Work to do:
a - Reproduce the stretch of the passage on electronic apparatus and systems from "Electronic Apparatus and" through "or multiple computers.", word for word.
b - For each statement below, say whether it agrees with the passage on electronic apparatus and systems, and quote the words of the passage that decide it.
(i) A computer program can be written only in a compiled language.
(ii) Operations performed in a cloud computing environment may be accessible via the Internet.
(iii) A computer program must be deployed for execution on a single computer.
c - Answer these questions using the passage on electronic apparatus and systems.
(i) What abbreviation does the passage give for "software as a service"?
(ii) What example of an information carrier does the passage give?
(iii) Besides a standalone program, what forms of deployment does the passage list for a computer program?

Excerpt to read:

The one or more processors may also operate to support performance of the relevant operations in a “cloud computing” environment or as a “software as a service” (SaaS). For example, at least some of the operations may be performed by a group of computers (as examples of machines including processors), these operations being accessible via a network (e.g., the Internet) and via one or more appropriate interfaces (e.g., APIs).

Electronic Apparatus and System

Example embodiments may be implemented in digital electronic circuitry, or in computer hardware, firmware, or software, or in combinations of them. Example embodiments may be implemented using a computer program product, e.g., a computer program tangibly embodied in an information carrier, e.g., in a machine-readable medium for execution by, or to control the operation of, data processing apparatus, e.g., a programmable processor, a computer, or multiple computers.

A computer program can be written in any form of programming language, including compiled or interpreted languages, and it can be deployed in any form, including as a standalone program or as a module, subroutine, or other unit suitable for use in a computing environment. A computer program can be deployed to be executed on one computer or on multiple computers at one site or distributed across multiple sites and interconnected by a communication network.

Dataset content:
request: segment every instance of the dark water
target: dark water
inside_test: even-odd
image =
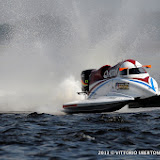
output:
[[[0,114],[0,159],[159,159],[160,110],[137,113]],[[100,151],[137,155],[99,155]],[[102,153],[102,152],[101,152]]]

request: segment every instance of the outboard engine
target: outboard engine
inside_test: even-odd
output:
[[[94,69],[84,70],[81,73],[82,91],[83,92],[89,91],[89,76],[93,70]]]

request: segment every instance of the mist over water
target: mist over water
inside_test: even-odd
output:
[[[83,98],[82,70],[126,58],[159,83],[160,2],[147,2],[1,0],[0,111],[57,113]]]

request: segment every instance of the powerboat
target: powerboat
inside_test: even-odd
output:
[[[86,99],[63,105],[66,113],[113,112],[125,105],[130,108],[160,106],[158,84],[142,65],[133,59],[115,66],[84,70],[81,73],[82,92]]]

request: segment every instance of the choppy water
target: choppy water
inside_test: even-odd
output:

Answers to the tasks:
a -
Electronic Apparatus and System

Example embodiments may be implemented in digital electronic circuitry, or in computer hardware, firmware, or software, or in combinations of them. Example embodiments may be implemented using a computer program product, e.g., a computer program tangibly embodied in an information carrier, e.g., in a machine-readable medium for execution by, or to control the operation of, data processing apparatus, e.g., a programmable processor, a computer, or multiple computers.

b -
(i) No: "any form of programming language, including compiled or interpreted languages"
(ii) Yes: "these operations being accessible via a network (e.g., the Internet)"
(iii) No: "can be deployed to be executed on one computer or on multiple computers at one site or distributed across multiple sites"

c -
(i) SaaS
(ii) A machine-readable medium
(iii) A module, subroutine, or other unit suitable for use in a computing environment